Point annotation records:
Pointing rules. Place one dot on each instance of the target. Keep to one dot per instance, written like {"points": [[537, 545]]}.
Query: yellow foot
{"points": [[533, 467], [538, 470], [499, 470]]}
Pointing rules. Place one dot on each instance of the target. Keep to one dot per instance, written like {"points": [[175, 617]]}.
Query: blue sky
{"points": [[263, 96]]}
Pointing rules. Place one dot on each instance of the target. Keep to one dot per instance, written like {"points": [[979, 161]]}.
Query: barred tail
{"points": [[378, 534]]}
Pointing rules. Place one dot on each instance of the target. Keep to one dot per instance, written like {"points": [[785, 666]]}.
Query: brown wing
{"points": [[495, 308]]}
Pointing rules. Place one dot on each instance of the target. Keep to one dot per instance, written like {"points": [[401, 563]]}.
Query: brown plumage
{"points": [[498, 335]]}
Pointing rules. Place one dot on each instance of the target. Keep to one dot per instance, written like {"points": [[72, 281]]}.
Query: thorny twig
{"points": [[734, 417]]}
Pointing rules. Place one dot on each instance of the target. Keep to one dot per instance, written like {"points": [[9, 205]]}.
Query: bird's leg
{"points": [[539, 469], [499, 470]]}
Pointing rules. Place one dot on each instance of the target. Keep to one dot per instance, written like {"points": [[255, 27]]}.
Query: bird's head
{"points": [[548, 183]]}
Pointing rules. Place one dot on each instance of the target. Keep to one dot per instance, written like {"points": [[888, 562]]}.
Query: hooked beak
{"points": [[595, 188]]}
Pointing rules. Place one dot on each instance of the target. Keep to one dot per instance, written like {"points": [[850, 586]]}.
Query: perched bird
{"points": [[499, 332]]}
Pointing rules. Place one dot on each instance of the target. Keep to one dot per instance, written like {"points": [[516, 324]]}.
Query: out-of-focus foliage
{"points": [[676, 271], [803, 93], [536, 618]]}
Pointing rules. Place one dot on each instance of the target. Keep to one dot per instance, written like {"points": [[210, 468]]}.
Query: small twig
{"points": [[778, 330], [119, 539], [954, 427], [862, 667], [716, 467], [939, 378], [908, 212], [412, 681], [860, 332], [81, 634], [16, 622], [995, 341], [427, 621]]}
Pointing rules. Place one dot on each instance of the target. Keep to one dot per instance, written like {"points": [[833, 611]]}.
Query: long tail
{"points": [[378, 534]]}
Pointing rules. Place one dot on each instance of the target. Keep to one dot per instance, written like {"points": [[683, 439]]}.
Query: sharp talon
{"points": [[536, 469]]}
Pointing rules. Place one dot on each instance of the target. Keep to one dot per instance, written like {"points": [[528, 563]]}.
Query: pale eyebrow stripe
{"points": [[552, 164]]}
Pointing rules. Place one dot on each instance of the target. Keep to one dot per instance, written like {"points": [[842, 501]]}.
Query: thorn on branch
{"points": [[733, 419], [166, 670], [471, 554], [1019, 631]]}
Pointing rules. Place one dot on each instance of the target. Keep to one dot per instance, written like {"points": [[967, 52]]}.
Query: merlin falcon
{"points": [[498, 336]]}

** REQUIREMENT **
Retype all of the data shown above, word for word.

** SOLUTION FOR THIS PROBLEM **
Pointing rules. Place one dot on each instance of the target. Keep to one dot per instance, written like {"points": [[537, 545]]}.
Query: yellow foot
{"points": [[533, 467], [538, 470], [499, 470]]}
Pointing rules. Place one dot on each instance of the target. Keep to one dot per instance, written like {"points": [[175, 617]]}.
Query: blue sky
{"points": [[263, 96]]}
Pointing rules. Place one dot on each instance of the target. Keep to one dot per instance, written like {"points": [[979, 161]]}.
Query: barred tail
{"points": [[378, 534]]}
Pointing rules. Place one dot on each instance of the target. Keep to one dot per instance, written like {"points": [[785, 666]]}.
Query: brown wing
{"points": [[495, 308]]}
Pointing rules. Place one dot on each instance of the target. Keep to one dot per instance, written like {"points": [[401, 563]]}.
Query: brown plumage
{"points": [[498, 335]]}
Pointing rules. Place one dot on each instance of the target. Keep to one dot per instance, written like {"points": [[72, 281]]}.
Query: thorny twig
{"points": [[734, 417]]}
Pointing rules. Place one dot on each instance of the target. Keep to one dot per instance, written like {"points": [[9, 205]]}.
Query: bird's leg
{"points": [[539, 469], [499, 470]]}
Pointing rules. Place one dot on each instance of the target. Keep to one dot per instance, written like {"points": [[255, 27]]}.
Query: bird's head
{"points": [[548, 183]]}
Pointing rules. Place one dot on each instance of the target. Keep to one dot per instance, written like {"points": [[888, 562]]}.
Query: hooked beak
{"points": [[595, 188]]}
Pointing rules. Place one dot on each instance of the target. Keep to one dot per instance, written like {"points": [[850, 586]]}.
Query: perched bird
{"points": [[499, 332]]}
Pointing rules. Place one dot on each instance of the target. Keep to one dot per instance, written like {"points": [[516, 324]]}.
Query: out-of-focus foliage
{"points": [[676, 271], [803, 93], [536, 618]]}
Pointing rules. Place one dot on each instance of the target. Keep to one dot per instance, written like {"points": [[210, 468]]}.
Query: small twig
{"points": [[778, 330], [119, 539], [954, 427], [862, 667], [716, 467], [939, 378], [908, 212], [412, 681], [860, 332], [81, 634], [16, 622], [995, 341], [427, 621]]}
Pointing rules. Place one dot on each instance of the target. Keep to one dot per instance, written like {"points": [[833, 611]]}.
Query: long tail
{"points": [[378, 534]]}
Pointing rules. Place one dot on each instance of the target. Keep to one dot per instance, written like {"points": [[683, 439]]}.
Query: sharp talon
{"points": [[536, 469]]}
Pointing rules. Place one dot on each instance of the target. Keep to one dot per instance, written like {"points": [[528, 563]]}.
Query: pale eyebrow stripe
{"points": [[552, 164]]}
Pointing rules. Place one dot on each instance of the target. Keep to one dot per instance, written like {"points": [[842, 501]]}.
Query: thorn on branch
{"points": [[733, 419], [166, 670], [471, 554], [1019, 631]]}
Pointing rules. Place one dot on each instance of the target. Keep to one dot per instance, written like {"points": [[967, 52]]}.
Query: merlin falcon
{"points": [[498, 336]]}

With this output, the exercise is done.